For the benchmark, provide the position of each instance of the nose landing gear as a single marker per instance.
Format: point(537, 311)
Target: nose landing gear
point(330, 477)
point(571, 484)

= = = =

Set down all of the entries exactly, please.

ANSWER BELOW:
For the benchmark, provide the position of each instance of the nose landing gear as a single marker per instance.
Format: point(537, 311)
Target: nose landing gear
point(330, 477)
point(571, 484)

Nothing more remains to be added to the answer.